Can you retype only the lines from the one with "Might I ask you to point at the airplane" through the final line of the material, exactly as given?

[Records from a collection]
◇ ◇ ◇ ◇ ◇

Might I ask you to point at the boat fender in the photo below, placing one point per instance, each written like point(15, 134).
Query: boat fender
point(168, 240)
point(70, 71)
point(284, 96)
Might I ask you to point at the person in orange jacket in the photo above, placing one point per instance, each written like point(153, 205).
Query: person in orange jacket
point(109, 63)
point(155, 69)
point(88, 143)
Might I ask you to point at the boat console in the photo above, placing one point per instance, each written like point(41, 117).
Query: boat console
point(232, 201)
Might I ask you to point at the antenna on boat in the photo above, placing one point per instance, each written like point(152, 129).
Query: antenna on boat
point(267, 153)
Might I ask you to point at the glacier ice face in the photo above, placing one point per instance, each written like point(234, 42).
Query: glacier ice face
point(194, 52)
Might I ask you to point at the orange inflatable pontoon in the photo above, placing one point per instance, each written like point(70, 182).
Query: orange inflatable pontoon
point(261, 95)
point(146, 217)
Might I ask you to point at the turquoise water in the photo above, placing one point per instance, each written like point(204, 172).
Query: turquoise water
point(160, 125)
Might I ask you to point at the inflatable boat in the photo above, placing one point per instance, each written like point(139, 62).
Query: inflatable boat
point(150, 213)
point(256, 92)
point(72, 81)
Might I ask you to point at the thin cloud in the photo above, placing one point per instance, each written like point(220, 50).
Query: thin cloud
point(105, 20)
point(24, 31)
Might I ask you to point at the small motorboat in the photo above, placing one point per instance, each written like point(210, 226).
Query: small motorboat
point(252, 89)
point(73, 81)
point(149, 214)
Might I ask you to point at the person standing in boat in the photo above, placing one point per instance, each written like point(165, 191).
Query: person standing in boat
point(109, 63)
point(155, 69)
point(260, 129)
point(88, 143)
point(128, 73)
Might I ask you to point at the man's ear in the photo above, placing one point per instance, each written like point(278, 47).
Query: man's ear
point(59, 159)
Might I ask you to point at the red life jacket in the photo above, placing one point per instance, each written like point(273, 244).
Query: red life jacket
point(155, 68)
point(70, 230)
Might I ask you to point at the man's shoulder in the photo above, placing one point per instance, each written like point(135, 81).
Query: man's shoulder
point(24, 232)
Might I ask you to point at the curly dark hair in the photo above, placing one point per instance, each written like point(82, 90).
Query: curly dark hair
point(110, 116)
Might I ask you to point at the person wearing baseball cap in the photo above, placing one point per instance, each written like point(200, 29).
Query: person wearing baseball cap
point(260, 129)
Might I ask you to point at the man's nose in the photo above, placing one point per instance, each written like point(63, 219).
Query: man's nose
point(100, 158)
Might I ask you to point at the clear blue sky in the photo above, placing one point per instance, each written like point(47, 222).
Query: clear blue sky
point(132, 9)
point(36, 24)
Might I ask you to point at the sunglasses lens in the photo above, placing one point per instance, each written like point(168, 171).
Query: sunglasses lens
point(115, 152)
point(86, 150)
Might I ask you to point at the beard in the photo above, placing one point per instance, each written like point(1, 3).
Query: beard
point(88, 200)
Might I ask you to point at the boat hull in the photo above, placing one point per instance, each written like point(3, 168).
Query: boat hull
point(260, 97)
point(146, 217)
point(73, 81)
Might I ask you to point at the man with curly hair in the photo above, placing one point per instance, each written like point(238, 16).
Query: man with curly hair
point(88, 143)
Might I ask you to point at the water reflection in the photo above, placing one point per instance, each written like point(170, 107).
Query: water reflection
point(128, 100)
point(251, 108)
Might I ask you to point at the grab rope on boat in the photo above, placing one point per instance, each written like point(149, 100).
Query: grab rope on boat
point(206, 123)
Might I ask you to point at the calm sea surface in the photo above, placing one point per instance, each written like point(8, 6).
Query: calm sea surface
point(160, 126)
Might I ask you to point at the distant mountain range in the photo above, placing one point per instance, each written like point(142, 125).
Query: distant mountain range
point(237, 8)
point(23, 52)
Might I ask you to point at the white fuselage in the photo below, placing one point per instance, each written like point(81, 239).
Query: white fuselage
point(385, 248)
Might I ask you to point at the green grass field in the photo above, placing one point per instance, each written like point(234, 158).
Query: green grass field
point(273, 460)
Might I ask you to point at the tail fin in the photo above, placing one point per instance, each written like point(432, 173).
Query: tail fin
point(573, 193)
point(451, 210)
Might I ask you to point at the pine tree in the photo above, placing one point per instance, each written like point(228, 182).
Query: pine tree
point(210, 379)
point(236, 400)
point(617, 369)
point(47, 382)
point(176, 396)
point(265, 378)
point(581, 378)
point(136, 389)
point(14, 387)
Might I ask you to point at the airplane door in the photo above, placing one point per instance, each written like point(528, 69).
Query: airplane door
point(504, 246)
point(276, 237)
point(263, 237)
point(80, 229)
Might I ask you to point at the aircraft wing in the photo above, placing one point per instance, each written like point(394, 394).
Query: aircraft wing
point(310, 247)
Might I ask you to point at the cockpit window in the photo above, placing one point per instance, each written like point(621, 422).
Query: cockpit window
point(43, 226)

◇ ◇ ◇ ◇ ◇

• Solution below:
Might I ask you to point at the airplane door in the photo above, placing one point per instance, each written like point(528, 69).
Query: airplane door
point(504, 246)
point(276, 237)
point(263, 237)
point(80, 229)
Might I ask you to point at the aircraft wing in the photo above, placing one point per instance, each written like point(394, 394).
Query: aircraft wing
point(310, 247)
Might I ask you to point at the cockpit window in the photo above, placing one point per instance, each written like point(621, 422).
Query: cockpit window
point(43, 226)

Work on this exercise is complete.